### TASK TO COMPLETE:
Indicate how many lines in the listing below contain the word "metal". No other output is permitted.

::: RECORDS FOR THIS TASK :::

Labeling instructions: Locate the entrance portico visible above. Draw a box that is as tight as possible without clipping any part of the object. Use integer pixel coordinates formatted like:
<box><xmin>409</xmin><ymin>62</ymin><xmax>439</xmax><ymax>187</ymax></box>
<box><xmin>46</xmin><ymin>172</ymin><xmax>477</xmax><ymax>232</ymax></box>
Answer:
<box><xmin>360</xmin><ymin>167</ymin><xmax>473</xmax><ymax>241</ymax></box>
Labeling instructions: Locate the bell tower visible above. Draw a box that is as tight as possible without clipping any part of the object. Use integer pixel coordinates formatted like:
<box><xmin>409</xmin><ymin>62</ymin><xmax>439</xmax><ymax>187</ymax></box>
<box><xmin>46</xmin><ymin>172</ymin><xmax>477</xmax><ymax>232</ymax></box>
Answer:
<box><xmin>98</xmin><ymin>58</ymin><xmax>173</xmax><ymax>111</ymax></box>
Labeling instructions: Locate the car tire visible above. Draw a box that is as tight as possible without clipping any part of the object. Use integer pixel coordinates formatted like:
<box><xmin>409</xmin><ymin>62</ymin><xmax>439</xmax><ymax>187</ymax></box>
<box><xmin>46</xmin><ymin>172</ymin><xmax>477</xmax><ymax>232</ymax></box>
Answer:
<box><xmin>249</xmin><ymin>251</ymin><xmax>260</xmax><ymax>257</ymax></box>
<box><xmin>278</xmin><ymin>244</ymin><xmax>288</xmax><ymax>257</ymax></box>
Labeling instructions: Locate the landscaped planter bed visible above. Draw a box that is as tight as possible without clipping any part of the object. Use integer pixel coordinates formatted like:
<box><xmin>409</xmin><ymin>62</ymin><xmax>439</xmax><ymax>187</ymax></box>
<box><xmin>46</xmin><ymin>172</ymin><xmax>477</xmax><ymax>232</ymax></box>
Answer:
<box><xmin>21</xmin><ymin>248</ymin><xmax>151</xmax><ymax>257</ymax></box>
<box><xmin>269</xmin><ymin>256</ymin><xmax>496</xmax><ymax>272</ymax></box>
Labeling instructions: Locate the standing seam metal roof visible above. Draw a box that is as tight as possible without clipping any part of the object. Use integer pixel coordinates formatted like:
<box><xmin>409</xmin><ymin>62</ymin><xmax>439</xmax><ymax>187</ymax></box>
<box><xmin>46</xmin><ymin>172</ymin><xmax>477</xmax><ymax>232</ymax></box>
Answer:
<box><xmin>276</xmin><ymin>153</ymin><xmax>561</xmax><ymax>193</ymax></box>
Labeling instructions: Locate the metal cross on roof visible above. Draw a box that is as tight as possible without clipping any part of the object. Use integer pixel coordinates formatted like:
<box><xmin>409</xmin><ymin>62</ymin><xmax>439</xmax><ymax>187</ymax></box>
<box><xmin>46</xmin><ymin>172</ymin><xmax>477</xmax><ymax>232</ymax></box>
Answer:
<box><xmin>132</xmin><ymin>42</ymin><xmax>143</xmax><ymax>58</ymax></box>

:::
::: RECORDS FOR THIS TASK :::

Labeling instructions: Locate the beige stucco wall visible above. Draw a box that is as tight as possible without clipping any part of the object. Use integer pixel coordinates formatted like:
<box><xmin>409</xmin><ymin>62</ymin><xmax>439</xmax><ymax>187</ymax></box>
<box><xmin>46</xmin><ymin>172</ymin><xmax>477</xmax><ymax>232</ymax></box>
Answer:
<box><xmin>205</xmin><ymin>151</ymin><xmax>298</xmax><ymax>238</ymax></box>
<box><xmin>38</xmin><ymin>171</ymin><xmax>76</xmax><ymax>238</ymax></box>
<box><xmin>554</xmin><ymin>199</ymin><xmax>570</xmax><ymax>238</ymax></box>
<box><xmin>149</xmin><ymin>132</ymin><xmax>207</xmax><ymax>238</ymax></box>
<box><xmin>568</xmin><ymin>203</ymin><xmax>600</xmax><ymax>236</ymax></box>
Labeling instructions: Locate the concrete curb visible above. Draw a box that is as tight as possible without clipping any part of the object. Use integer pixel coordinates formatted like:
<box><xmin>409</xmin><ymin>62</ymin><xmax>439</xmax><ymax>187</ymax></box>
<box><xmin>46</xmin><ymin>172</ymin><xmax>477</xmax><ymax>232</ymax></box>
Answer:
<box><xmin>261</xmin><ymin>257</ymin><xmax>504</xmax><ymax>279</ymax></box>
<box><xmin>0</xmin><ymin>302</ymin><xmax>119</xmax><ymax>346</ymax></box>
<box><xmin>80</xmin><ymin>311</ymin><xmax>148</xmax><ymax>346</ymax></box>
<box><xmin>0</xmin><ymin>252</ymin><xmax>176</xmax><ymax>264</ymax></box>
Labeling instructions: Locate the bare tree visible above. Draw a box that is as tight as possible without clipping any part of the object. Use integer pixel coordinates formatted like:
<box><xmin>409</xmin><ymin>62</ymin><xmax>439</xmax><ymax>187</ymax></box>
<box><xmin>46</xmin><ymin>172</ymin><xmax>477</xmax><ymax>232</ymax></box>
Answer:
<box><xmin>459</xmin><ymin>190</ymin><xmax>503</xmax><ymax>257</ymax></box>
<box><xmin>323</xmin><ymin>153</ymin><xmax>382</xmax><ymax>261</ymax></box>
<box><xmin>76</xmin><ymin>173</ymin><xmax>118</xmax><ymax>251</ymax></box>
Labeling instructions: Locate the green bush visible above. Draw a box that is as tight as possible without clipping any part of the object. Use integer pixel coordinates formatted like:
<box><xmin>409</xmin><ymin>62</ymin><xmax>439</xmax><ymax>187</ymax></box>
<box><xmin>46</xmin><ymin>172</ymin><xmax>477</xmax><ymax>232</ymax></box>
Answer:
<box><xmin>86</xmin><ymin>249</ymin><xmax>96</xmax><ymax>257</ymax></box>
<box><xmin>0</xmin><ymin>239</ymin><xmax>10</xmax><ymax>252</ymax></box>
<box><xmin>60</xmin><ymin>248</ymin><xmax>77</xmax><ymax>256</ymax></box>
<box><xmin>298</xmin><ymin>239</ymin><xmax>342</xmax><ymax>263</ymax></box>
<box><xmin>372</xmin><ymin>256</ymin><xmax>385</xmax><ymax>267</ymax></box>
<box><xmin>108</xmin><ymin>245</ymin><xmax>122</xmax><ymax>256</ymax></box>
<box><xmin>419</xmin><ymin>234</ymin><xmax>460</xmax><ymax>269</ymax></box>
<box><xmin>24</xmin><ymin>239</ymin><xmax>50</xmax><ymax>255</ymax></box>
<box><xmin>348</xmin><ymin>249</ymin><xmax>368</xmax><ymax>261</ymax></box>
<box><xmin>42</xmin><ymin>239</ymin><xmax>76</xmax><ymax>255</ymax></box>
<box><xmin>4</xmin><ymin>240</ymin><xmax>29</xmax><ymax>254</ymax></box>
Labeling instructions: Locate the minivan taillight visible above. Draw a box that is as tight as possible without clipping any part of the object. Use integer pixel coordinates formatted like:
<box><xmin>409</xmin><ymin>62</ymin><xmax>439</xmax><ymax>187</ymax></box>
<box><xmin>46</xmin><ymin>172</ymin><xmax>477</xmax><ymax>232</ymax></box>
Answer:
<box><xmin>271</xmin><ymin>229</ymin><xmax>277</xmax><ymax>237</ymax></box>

:::

### RESULT FOR THIS TASK:
2